§ **TASK INSTRUCTIONS**:
Please retype all of the entries that follow, leaving the images out.

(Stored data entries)
******************************

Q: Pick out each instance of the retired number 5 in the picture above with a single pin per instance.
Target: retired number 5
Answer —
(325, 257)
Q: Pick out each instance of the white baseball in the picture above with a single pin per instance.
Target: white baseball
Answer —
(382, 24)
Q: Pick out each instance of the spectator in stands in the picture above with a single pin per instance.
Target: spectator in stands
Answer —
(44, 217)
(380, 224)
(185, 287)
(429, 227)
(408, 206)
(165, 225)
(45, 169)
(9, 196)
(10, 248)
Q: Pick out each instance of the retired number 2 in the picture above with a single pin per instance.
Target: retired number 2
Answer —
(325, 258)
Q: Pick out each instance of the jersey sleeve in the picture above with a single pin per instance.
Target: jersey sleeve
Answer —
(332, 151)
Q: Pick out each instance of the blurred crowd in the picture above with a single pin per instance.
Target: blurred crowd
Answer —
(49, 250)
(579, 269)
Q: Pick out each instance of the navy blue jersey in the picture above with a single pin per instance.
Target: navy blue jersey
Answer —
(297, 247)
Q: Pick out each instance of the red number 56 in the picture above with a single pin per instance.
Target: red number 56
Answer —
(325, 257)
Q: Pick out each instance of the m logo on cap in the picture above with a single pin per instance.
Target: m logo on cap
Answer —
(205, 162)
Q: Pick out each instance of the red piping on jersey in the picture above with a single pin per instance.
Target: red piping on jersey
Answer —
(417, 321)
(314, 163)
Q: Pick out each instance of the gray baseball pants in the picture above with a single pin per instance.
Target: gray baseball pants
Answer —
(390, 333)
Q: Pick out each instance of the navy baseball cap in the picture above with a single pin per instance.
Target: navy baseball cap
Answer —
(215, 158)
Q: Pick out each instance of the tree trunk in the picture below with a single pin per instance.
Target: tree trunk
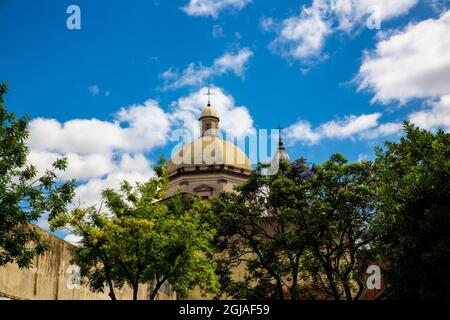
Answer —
(135, 291)
(156, 289)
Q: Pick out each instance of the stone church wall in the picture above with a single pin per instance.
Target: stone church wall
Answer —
(48, 279)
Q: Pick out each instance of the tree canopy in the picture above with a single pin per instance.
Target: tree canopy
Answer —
(24, 194)
(301, 233)
(413, 219)
(142, 238)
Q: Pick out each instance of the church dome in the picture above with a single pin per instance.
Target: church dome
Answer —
(209, 112)
(209, 151)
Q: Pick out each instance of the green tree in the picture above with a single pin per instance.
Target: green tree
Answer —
(301, 233)
(342, 200)
(24, 196)
(144, 239)
(413, 220)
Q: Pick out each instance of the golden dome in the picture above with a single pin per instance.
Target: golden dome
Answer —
(209, 112)
(209, 151)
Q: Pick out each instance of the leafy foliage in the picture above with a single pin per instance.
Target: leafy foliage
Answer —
(301, 233)
(413, 220)
(143, 239)
(24, 196)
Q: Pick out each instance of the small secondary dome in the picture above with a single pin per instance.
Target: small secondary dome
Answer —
(209, 112)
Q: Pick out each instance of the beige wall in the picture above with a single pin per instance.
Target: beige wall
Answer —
(47, 279)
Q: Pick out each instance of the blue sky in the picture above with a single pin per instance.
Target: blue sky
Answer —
(309, 65)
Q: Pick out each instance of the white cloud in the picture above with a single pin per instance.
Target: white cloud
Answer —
(197, 74)
(101, 153)
(137, 128)
(302, 37)
(437, 116)
(235, 120)
(217, 31)
(413, 63)
(350, 126)
(364, 127)
(383, 130)
(213, 8)
(302, 131)
(94, 90)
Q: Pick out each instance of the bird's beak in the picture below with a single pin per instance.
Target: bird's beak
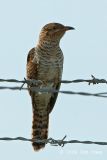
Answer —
(67, 28)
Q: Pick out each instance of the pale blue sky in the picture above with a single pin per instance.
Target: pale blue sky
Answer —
(85, 52)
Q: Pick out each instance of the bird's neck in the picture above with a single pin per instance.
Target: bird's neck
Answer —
(48, 44)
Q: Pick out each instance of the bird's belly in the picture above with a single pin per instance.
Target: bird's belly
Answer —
(50, 73)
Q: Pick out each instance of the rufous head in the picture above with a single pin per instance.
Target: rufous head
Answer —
(54, 31)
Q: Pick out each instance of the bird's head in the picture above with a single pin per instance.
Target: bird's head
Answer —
(54, 31)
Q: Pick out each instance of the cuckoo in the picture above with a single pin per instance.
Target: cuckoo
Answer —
(45, 63)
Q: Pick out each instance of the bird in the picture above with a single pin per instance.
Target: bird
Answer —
(45, 63)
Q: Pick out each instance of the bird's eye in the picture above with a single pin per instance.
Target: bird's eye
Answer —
(54, 27)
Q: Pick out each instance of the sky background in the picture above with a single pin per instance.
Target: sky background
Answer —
(85, 53)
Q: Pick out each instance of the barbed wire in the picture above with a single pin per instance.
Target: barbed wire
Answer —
(46, 90)
(52, 141)
(33, 81)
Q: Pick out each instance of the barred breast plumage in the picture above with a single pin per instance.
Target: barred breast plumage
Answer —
(45, 63)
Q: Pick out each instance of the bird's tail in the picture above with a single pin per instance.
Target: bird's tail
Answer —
(39, 125)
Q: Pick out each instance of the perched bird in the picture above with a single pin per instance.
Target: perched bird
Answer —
(45, 63)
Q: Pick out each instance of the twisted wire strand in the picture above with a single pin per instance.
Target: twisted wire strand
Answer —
(52, 141)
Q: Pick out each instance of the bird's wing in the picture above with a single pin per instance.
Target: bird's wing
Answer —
(53, 98)
(31, 66)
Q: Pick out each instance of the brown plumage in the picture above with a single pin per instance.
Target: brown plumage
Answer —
(45, 63)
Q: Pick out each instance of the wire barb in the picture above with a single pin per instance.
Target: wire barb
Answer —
(52, 141)
(37, 83)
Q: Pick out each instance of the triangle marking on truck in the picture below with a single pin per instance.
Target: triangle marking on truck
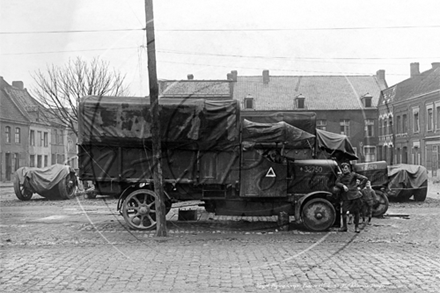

******************************

§ **FINISHED TASK**:
Q: Pick out each instance of the retired number 5 in the picture above with a single pin per instance.
Target: retired number 5
Answer —
(325, 257)
Q: Pick out each instance of the white baseball in the picture above with a single pin per instance.
Target: white baseball
Answer —
(382, 24)
Q: Pick out each instance of the spectator in stands in the picture above with a single pin per instance.
Target: spectator in stands
Answer —
(44, 217)
(380, 224)
(185, 287)
(429, 227)
(408, 206)
(165, 225)
(45, 169)
(9, 196)
(10, 248)
Q: Pick out each instance of the retired number 2 in the picture above with a single pin per instance.
Target: retired number 2
Answer —
(325, 258)
Q: Pick out each instance of the jersey sleeve in the picture above with a single pin per instance.
Target: jersey sleeve
Answer —
(332, 151)
Q: Pick out each instance of the blurred crowd in the picture above with a single pin per instance.
Target: blurred crowd
Answer —
(49, 250)
(579, 269)
Q: Pick out each instance of the navy blue jersey in the picture above with a single pin per instance.
Target: navy blue jersey
Answer —
(297, 247)
Q: Pick out each instance of the red number 56 in the picture above with a single pin per instance.
Target: red number 56
Answer —
(325, 257)
Q: Pick out each instance of the m logo on cap in the picture above with a single pin per instance.
Target: m logo on cap
Answer —
(205, 162)
Q: Pick out each instance of the red piping on jersey in the picture above with a single pin per instance.
Target: red piping on jersey
Answer —
(417, 321)
(314, 163)
Q: Pick out each instance of the gray baseball pants in the picture above with a single pin per instance.
Target: gray baseball pants
Answer —
(390, 333)
Q: Pick out each instance of the navy baseball cap in the picture above with a single pin per instance.
Target: navy baseball cap
Answer —
(215, 158)
Q: Pick out each instance of the tree trunk in the picture below with a single pin per instance.
Target: tree trunk
Answer —
(135, 291)
(156, 289)
Q: Pick out each instance of the stone church wall in the picture above with a single pin per instance.
Target: stone church wall
Answer —
(48, 279)
Q: Pick out each instance of the tree canopy in the picture above with a single pin per instance.
Target: tree canopy
Answer —
(24, 194)
(301, 233)
(413, 219)
(142, 238)
Q: Pick out each instance of the church dome in the picture above with a single pin per instance.
Target: church dome
Answer —
(209, 112)
(209, 151)
Q: Pick out each instance of the green tree in the picture above with a single pin per instance.
Target: green tree
Answer —
(301, 233)
(342, 200)
(24, 196)
(144, 239)
(413, 220)
Q: Pick out each instance of the golden dome in the picture above with a single pin per instance.
Target: golden dome
Answer —
(209, 112)
(209, 151)
Q: Pick out each instance of the leafy foliage in the picture above with a single pin per instance.
Target: leafy foliage
Answer —
(301, 233)
(413, 220)
(143, 239)
(24, 196)
Q: Pick out each instance of the small secondary dome in the picture above with a single pin per instance.
Target: small secondary dome
Answer —
(209, 112)
Q: Pick out each instance of the beige wall in the picture above with a single pin per instance.
Target: beige wall
Answer —
(47, 279)
Q: Pick out each instance of the blue sky in the picture above with a single pin per instance.
Target: blue sky
Answer —
(309, 65)
Q: Pick out each instance of the white cloud in the picture above with a single pin per instance.
Target: white cloud
Answer —
(197, 74)
(101, 153)
(137, 128)
(302, 37)
(437, 116)
(235, 120)
(217, 31)
(413, 63)
(350, 126)
(364, 127)
(383, 130)
(213, 8)
(302, 131)
(94, 90)
Q: Pick out each instance of the bird's beak in the picture below with a single pin per instance.
Target: bird's beak
Answer —
(67, 28)
Q: Pick out each instance of the pale blue sky in the picture above with a single pin per instance.
Target: pale blue sky
Answer —
(85, 52)
Q: Pick out each instance of the bird's neck in the picture above with a single pin per instance.
Target: bird's neck
Answer —
(48, 44)
Q: Pick out each instance of the bird's belly in the picture above with a single pin per instance.
Target: bird's belly
Answer —
(50, 73)
Q: Pick out each instance of the rufous head in the picture above with a single pin per instance.
Target: rufous head
Answer —
(54, 31)
Q: Pick out each instance of the bird's head in the picture above with a single pin per instance.
Target: bird's head
Answer —
(54, 31)
Q: Pick out each instance of the cuckoo in the picture above with a single pin per instance.
Target: cuckoo
Answer —
(45, 63)
Q: Pick out each instance of the bird in the picture above with a single pin per instance.
Target: bird
Answer —
(45, 63)
Q: Pick out each instance of the bird's eye in the picture above with a single pin per instance.
Target: bird's eye
Answer —
(54, 27)
Q: Pick out each instance of the sky background in the picture above with a single pin per instance.
Target: sky background
Answer —
(85, 53)
Q: Pick out each instance of the barbed wire in the picture above with a single pin per instance.
Target: barbed wire
Answer —
(46, 90)
(52, 141)
(33, 81)
Q: Pick out each instance of the barred breast plumage in the picture above with a single pin per instance.
Target: barred breast plumage
Answer —
(45, 63)
Q: Pick out each instance of the bird's tail in the picture above with a single pin per instance.
Target: bird's tail
Answer —
(39, 125)
Q: Pick out each instance of the perched bird in the picture above with a single pin per instance.
Target: perched bird
Answer —
(45, 63)
Q: Pick out each instance of the twisted wire strand in the picture above with a single pin per instance.
Target: twisted wire strand
Answer —
(52, 141)
Q: Pick out each instance of the bird's wing in the picture above with a single pin per instance.
Target: bird's wing
Answer —
(53, 98)
(31, 66)
Q: Pick out each instance of the brown plumage in the picture above with a single pin per instance.
Target: brown plumage
Answer —
(45, 63)
Q: Pick out each instance of the wire barb in the picture above with a single pin per instance.
Target: wire barb
Answer —
(52, 141)
(37, 83)
Q: Pick out each instance of the triangle marking on truck in the picture below with a single pin per instance.
Target: triangle marking on truck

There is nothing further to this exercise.